Selected passage
####
NP,

we use Hbase+Phoenix for "real time" SQL queries in prod:
 http://phoenix.apache.org/

by real time I mean milliseconds for small queries, or seconds for
 hundreds of millions of rows. The speed mostly depends on how many
nodes/ hbase regionservers are in in the cluster.  Hbase is great  for
parallel scanning of TBs of data and Phoenix adds the standard SQL and the
capability to run JOINs on multiple tables. It's using Hbase co-processors
to optimize aggregated queries. It's a breeze to install (just a standard
JDBC driver) and so far been very stable.

Language reference: http://phoenix.apache.org/language/index.html
Performance and comparison with Hive and Impala:
http://phoenix.apache.org/performance.html

Alex


On Thu, Jul 31, 2014 at 12:22 PM, Nitin Pawar <nitinpawar...@gmail.com>
wrote:

> Before you read the entire answer, i will advise you to wait for hive
> experts to answer.
>
> you are looking at a wrong system then.
>
> Hive is more batch oriented and bring a near real time scenario with
> ORC/Paraquet fileformats along with tez and stringer.
>
> You may want to design your system in a way where you can take the help of
> batch oriented nature and merge it with real stream processing and making
> those data available for reporting.
>
> I am not sure if anyone has done tests for sizes for 50TB.
> What's the size of your cluster? what is cluster capacity on running maps
> or reducers in parallel ?
####
Given exercise A
In the rows below, count the lines that contain the string "plate", treating case as significant, and give only that number.
####
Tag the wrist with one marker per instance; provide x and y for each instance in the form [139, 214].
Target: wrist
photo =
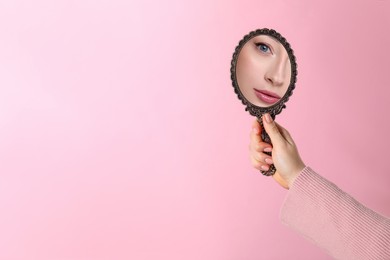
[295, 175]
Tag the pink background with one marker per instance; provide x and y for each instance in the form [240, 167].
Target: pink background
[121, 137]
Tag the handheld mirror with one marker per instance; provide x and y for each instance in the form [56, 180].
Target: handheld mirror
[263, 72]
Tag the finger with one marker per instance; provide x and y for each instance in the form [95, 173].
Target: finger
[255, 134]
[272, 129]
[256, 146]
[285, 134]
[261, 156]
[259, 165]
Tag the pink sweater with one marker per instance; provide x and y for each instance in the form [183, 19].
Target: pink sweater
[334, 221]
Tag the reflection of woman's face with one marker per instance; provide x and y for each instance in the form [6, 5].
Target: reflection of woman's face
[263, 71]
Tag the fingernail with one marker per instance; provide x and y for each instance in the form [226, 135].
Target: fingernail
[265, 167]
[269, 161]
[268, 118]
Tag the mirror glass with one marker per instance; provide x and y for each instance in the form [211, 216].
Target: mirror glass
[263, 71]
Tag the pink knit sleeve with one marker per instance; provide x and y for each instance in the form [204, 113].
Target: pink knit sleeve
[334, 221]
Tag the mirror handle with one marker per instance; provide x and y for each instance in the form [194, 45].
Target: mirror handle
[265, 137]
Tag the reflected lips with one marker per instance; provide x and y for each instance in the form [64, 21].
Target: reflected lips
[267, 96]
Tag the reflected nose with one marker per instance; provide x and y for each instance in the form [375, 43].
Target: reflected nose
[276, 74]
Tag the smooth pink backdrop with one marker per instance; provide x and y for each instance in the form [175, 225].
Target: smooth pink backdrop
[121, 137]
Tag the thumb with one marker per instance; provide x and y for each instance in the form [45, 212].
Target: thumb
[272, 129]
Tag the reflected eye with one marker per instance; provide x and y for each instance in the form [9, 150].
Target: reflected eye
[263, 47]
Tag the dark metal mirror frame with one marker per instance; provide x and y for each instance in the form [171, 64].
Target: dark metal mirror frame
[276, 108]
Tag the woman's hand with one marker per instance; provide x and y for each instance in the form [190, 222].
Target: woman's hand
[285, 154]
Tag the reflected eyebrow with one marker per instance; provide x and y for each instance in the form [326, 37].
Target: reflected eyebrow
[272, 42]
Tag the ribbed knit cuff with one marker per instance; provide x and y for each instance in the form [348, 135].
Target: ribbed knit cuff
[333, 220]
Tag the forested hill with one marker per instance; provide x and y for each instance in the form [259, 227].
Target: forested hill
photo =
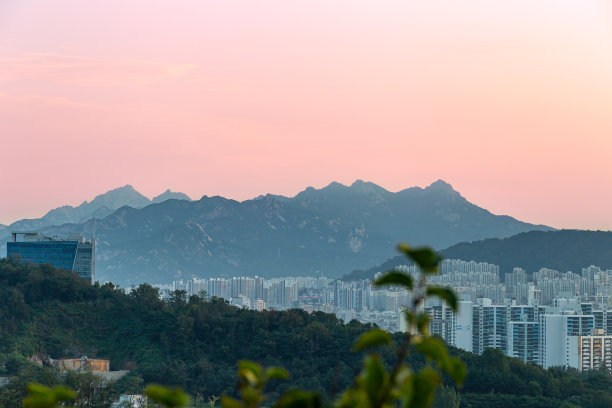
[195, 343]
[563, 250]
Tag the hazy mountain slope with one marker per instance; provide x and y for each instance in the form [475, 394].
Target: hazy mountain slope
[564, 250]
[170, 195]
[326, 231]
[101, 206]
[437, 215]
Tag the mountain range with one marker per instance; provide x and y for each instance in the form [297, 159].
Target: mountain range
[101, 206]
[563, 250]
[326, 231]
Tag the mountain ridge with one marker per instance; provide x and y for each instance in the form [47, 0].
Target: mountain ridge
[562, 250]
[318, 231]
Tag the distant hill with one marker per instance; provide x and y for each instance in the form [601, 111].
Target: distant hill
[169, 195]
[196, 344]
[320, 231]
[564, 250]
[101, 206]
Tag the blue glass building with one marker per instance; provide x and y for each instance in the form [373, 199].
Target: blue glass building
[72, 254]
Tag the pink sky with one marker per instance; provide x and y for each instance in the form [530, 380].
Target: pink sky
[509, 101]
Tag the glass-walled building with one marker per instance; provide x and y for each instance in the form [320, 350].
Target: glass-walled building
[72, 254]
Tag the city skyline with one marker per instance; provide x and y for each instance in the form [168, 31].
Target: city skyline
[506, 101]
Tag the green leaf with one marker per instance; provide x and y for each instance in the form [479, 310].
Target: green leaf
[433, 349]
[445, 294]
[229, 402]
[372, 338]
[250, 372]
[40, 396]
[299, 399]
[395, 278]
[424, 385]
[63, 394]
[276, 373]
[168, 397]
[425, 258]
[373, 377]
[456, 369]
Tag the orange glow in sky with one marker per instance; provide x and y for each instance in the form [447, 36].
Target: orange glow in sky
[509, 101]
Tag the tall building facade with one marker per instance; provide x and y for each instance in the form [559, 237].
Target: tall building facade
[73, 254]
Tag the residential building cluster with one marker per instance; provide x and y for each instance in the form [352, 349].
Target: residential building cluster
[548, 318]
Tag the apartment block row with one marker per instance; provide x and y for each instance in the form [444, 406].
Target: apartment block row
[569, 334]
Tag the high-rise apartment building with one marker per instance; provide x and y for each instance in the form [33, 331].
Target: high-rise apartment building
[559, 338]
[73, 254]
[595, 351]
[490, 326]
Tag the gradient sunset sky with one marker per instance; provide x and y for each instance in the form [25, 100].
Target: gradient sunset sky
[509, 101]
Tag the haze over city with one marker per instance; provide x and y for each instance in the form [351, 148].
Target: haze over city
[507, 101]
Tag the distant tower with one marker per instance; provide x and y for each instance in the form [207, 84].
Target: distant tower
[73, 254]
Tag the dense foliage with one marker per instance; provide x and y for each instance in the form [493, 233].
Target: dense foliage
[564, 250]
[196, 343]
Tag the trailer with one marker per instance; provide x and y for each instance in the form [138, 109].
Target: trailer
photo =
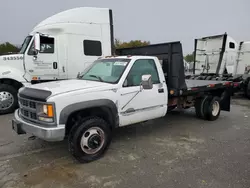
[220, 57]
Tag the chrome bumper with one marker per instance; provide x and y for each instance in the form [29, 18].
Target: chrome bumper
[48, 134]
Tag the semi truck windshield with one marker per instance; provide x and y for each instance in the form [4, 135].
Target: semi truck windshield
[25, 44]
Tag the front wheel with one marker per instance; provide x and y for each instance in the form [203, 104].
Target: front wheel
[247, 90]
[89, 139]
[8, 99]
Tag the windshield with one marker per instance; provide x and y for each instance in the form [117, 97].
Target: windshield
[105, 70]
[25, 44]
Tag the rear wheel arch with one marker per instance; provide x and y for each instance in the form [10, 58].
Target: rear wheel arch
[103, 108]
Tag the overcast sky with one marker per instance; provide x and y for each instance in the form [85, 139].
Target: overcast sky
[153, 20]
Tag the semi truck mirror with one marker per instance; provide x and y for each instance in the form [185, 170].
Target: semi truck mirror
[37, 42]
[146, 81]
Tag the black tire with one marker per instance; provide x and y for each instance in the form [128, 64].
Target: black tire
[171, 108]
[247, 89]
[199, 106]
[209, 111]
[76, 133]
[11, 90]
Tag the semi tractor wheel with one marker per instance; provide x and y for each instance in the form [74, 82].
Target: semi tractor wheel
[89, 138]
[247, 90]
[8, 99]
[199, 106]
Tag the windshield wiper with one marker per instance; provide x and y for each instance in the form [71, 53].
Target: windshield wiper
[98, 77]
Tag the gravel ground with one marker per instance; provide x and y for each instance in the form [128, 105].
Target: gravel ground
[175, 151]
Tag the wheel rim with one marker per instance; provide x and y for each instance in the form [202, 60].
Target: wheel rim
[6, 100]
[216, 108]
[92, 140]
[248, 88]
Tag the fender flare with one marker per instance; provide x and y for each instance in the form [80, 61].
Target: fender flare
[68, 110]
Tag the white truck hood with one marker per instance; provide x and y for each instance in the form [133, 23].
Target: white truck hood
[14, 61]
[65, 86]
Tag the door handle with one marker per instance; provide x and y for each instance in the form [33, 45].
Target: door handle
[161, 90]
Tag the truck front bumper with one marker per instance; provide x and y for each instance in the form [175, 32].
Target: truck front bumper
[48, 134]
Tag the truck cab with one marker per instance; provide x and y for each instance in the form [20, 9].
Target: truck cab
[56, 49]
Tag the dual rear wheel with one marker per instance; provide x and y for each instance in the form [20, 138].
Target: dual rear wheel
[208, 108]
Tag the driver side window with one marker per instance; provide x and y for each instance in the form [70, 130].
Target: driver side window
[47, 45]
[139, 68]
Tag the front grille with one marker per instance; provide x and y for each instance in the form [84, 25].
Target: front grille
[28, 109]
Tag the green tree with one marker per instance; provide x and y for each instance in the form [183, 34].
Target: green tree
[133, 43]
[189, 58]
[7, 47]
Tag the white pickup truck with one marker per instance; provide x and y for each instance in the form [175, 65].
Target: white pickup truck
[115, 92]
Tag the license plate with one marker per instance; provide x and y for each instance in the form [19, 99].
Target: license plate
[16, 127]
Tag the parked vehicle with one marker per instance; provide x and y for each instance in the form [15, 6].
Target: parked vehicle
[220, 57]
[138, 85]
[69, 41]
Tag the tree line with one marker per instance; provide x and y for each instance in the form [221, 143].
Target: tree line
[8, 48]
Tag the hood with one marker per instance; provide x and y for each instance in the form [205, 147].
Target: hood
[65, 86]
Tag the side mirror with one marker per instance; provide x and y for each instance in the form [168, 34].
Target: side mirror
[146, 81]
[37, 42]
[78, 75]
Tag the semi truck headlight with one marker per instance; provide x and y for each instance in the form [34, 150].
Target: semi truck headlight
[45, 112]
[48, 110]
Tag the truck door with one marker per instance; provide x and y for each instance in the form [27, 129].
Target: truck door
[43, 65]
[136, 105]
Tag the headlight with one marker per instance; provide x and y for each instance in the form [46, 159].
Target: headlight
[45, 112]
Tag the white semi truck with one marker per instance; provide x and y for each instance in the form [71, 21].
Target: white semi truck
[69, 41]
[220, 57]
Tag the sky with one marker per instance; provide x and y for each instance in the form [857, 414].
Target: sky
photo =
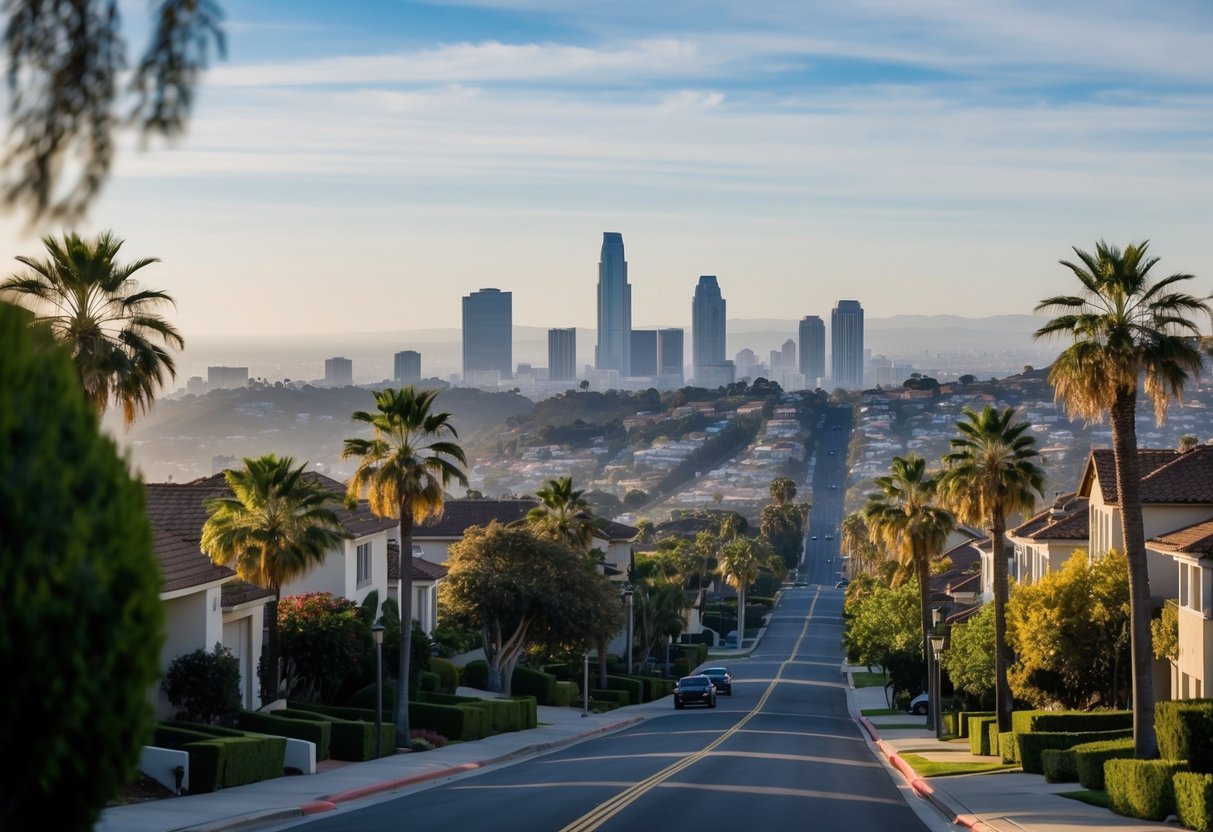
####
Given exercise B
From the email about Hbase and Phoenix above, copy word for word the passage starting with "On Thu, Jul" and going on through "wrong system then.".

Written solution A
2

Written solution B
On Thu, Jul 31, 2014 at 12:22 PM, Nitin Pawar <nitinpawar...@gmail.com>
wrote:

> Before you read the entire answer, i will advise you to wait for hive
> experts to answer.
>
> you are looking at a wrong system then.